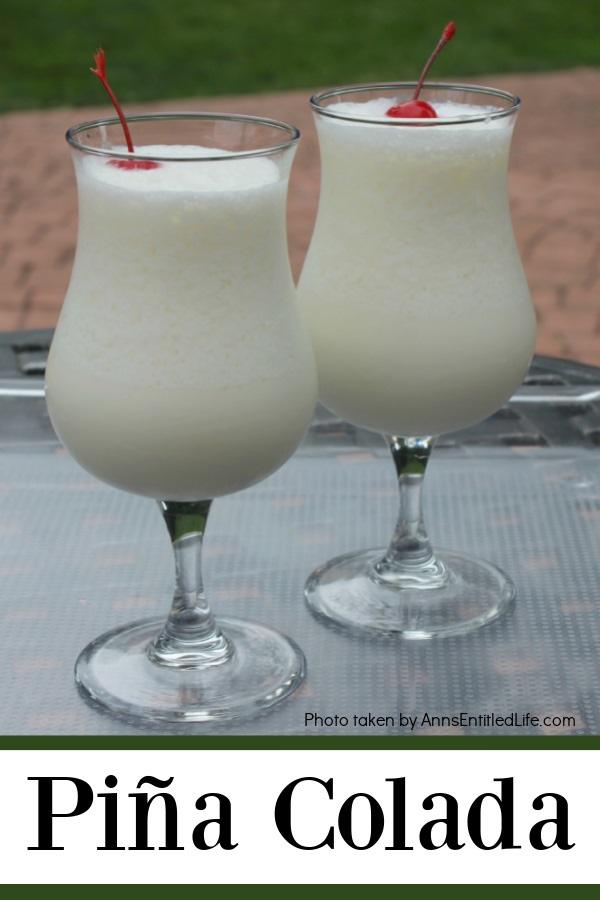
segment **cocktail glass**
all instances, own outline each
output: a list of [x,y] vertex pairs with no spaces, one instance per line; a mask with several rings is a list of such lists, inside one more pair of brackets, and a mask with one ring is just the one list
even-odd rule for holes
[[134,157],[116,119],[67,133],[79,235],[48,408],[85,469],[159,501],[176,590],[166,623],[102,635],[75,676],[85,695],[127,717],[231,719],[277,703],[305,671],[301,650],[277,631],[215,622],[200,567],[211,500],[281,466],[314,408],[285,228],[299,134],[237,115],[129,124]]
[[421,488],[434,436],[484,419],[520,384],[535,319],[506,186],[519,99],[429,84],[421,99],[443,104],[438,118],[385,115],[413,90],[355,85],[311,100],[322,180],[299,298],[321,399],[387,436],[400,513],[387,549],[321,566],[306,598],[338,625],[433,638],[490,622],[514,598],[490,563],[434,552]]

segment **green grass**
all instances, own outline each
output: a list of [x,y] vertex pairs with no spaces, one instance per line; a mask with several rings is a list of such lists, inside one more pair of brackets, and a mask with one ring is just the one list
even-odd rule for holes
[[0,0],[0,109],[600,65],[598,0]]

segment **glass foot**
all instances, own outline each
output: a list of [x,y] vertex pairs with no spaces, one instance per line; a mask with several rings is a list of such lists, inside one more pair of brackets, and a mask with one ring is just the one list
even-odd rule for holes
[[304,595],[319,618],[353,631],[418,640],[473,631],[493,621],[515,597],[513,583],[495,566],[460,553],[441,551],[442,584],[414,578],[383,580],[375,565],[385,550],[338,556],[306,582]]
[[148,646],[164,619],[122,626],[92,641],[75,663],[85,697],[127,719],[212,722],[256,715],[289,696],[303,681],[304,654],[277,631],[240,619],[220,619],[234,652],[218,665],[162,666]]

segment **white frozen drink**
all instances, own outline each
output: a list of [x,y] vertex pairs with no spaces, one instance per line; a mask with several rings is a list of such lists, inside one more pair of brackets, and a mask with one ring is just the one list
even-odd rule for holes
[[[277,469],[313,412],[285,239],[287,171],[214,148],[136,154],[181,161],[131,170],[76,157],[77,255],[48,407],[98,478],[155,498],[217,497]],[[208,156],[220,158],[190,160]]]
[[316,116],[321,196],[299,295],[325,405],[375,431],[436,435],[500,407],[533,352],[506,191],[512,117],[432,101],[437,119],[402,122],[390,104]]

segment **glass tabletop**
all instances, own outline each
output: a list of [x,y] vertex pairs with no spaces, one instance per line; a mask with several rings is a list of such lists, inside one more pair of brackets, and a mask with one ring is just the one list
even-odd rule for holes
---
### Your task
Repeat the records above verbatim, with no pictures in the result.

### Answer below
segment **cocktail glass**
all instances, own outline each
output: a list of [x,y] vertex pairs with no spaces, one instance per line; a mask with several rings is a list of such lists, inside one more pair of brackets, and a mask with one ring is just the one list
even-odd rule for holes
[[134,157],[116,119],[67,133],[79,235],[48,408],[85,469],[159,501],[176,590],[166,623],[102,635],[75,676],[85,695],[127,717],[231,719],[277,703],[305,671],[301,650],[277,631],[215,622],[200,567],[211,500],[281,466],[314,408],[285,228],[299,134],[237,115],[129,124]]
[[421,488],[434,436],[484,419],[520,384],[535,319],[506,186],[519,99],[429,84],[421,99],[443,104],[438,118],[385,115],[413,90],[355,85],[311,100],[322,180],[299,298],[321,399],[387,436],[400,513],[387,549],[321,566],[306,598],[338,625],[433,638],[490,622],[514,598],[490,563],[434,552]]

segment **green grass**
all instances, own outline each
output: a list of [x,y] vertex pairs with no spaces, one instance per line; a mask with several rings is a list of such lists, inside one more pair of brackets, and a mask with one ring is just the one list
even-odd rule for holes
[[0,0],[0,109],[600,65],[598,0]]

segment **glass foot**
all instances, own outline each
output: a list of [x,y] vertex pairs with no spaces, one instance per line; a mask with several rings is a list of such lists, inside one more pair of brackets, and a mask with one ring is just the one list
even-odd rule for holes
[[304,595],[319,618],[353,631],[418,640],[473,631],[493,621],[515,597],[513,583],[495,566],[460,553],[441,551],[442,584],[414,578],[383,580],[375,565],[385,550],[338,556],[306,582]]
[[148,646],[164,619],[122,626],[92,641],[75,663],[85,697],[127,719],[212,722],[256,715],[289,696],[303,681],[304,654],[277,631],[240,619],[220,619],[234,652],[218,665],[162,666]]

segment **white frozen drink**
all instances, own outline each
output: a list of [x,y] vertex pairs with no spaces, one instance per line; a mask with several rings is a list of such lists, inside one more pair of brackets, and a mask with one ring is just the one list
even-odd rule for holes
[[[277,469],[313,412],[285,239],[287,171],[214,148],[136,154],[181,161],[131,170],[76,157],[77,255],[48,407],[98,478],[155,498],[217,497]],[[208,156],[220,158],[190,160]]]
[[316,116],[321,196],[299,295],[325,405],[375,431],[436,435],[500,407],[533,352],[506,191],[512,117],[432,101],[437,119],[402,122],[390,104]]

segment **glass tabletop**
all instances, own outline each
output: a list of [x,y] vertex pairs with no spaces, one instance per line; a mask with several rings is a list of such lists, inside one more pair of brackets, and a mask with one ring is just the one list
even-odd rule for holes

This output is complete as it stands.